▸ **Task to carry out**: Repeat the full listing, word for word.

──────── Data shown

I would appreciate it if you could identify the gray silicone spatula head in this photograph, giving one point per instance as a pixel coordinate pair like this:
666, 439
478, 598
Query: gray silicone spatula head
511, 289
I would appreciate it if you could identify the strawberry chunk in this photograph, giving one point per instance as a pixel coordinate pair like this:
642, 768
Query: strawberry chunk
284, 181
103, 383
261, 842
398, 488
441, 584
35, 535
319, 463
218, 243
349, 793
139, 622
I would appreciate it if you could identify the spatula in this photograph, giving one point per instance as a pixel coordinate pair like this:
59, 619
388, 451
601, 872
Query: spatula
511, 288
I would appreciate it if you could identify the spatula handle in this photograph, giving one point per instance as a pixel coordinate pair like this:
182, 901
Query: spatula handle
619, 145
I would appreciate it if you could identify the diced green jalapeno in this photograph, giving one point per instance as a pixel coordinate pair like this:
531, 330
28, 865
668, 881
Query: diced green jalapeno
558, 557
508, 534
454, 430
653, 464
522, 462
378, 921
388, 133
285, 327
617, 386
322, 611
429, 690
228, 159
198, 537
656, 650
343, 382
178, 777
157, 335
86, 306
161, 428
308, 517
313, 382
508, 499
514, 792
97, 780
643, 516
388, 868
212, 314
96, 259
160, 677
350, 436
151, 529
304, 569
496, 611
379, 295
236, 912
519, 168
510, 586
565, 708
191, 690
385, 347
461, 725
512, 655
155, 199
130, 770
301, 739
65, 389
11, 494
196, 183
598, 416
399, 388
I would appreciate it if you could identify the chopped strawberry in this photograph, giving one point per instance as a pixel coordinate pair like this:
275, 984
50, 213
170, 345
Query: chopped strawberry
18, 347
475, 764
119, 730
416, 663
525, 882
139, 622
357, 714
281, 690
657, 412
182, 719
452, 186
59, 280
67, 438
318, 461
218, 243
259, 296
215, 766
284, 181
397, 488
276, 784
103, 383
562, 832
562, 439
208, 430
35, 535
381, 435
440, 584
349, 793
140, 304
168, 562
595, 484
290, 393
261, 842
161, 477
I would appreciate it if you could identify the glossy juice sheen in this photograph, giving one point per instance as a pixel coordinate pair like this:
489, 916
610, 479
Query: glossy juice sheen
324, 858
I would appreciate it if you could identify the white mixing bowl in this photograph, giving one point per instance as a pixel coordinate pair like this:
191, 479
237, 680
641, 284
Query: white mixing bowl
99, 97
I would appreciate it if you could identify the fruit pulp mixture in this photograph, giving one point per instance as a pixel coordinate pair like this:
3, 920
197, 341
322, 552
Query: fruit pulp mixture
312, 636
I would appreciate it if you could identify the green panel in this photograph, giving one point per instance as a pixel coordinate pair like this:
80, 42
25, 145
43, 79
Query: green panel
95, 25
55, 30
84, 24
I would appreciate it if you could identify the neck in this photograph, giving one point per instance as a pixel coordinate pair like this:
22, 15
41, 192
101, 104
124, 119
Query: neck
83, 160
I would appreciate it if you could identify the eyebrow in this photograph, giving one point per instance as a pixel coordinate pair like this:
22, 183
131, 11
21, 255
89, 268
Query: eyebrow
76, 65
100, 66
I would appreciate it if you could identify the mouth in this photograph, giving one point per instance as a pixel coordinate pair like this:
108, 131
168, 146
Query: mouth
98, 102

────────────────

▸ **Answer to this exercise**:
I would appreciate it if you could identify the gray silicone spatula head in this photograph, giving one point per instance as a pixel coordinate pair like this:
666, 439
478, 598
Query: gray silicone spatula head
511, 289
I would appreciate it if you could identify the strawberry chunk in this photograph, giving one point per instance as a pixel coordinate pair like this:
642, 768
Query: strawberry chunk
284, 181
103, 383
261, 842
398, 488
441, 584
35, 535
319, 463
218, 243
349, 793
139, 622
I would appreciate it if you could identify the spatula in this photograph, giving one point per instance as a pixel coordinate pair like this:
59, 619
388, 451
601, 872
Query: spatula
511, 288
I would appreciate it if you could identify the spatula handle in this photograph, giving one point per instance as a pixel coordinate pair like this:
182, 901
Query: spatula handle
619, 145
I would appreciate it if you could identify the diced green jalapeno in this photograph, giving one point per instance as a pixel coordinate pair like this:
531, 330
28, 865
668, 881
Query: diced green jalapeno
558, 557
508, 534
454, 430
653, 464
522, 462
378, 921
388, 133
285, 327
617, 386
322, 611
429, 690
228, 159
198, 537
656, 650
343, 382
178, 777
157, 335
86, 306
161, 428
308, 517
313, 382
508, 499
514, 792
97, 780
643, 516
388, 868
212, 314
96, 259
160, 677
350, 436
151, 529
304, 569
496, 611
379, 295
236, 912
519, 168
510, 586
565, 708
191, 690
385, 347
461, 725
512, 655
155, 199
130, 770
301, 739
65, 389
11, 494
196, 183
598, 416
399, 388
I would appreciate it if you could identify the chopped strawberry in this photograph, giving one point per instance as a pixel coordinate pair like this:
275, 984
50, 213
170, 345
Query: chopped strawberry
18, 347
475, 764
119, 730
416, 663
525, 882
139, 622
357, 714
281, 690
657, 412
182, 719
452, 186
59, 280
67, 438
318, 461
218, 243
259, 296
215, 766
284, 181
397, 488
276, 784
103, 383
562, 832
562, 439
208, 430
35, 535
381, 435
440, 584
349, 793
140, 304
168, 562
595, 484
290, 393
261, 842
161, 477
I would appreciate it if you could identify the glossy juice sheen in this photograph, giving one point per instance as a pixel coordinate pair like this:
489, 916
610, 479
Query: glossy juice sheen
324, 858
I would appreciate it if you could identify the white mixing bowl in this photograph, giving one point per instance as a pixel coordinate pair like this:
191, 479
237, 680
641, 284
Query: white mixing bowl
99, 97
I would appreciate it if you could identify the fruit pulp mixture in this photograph, giving one point per instance as a pixel coordinate pair like this:
3, 920
197, 341
322, 552
Query: fruit pulp mixture
312, 636
I would appreciate it if you could identify the green panel in this photograph, giving one point per instance as a pixel coordinate pair like this:
80, 42
25, 145
43, 79
Query: green panel
95, 25
55, 30
84, 24
I would appreciate it if you could identify the neck in this photograph, giving one point per instance as a pixel coordinate pair like this:
22, 15
41, 192
101, 104
124, 119
Query: neck
83, 160
I would appreciate it if you could identify the eyebrow in this photograph, giving one point per instance as a pixel coordinate pair like this:
22, 183
131, 11
21, 255
89, 268
Query: eyebrow
76, 65
100, 66
I would appreciate it if you could identify the mouth in this photograph, giving one point per instance as a pixel coordinate pair like this:
108, 131
168, 146
Query: mouth
98, 102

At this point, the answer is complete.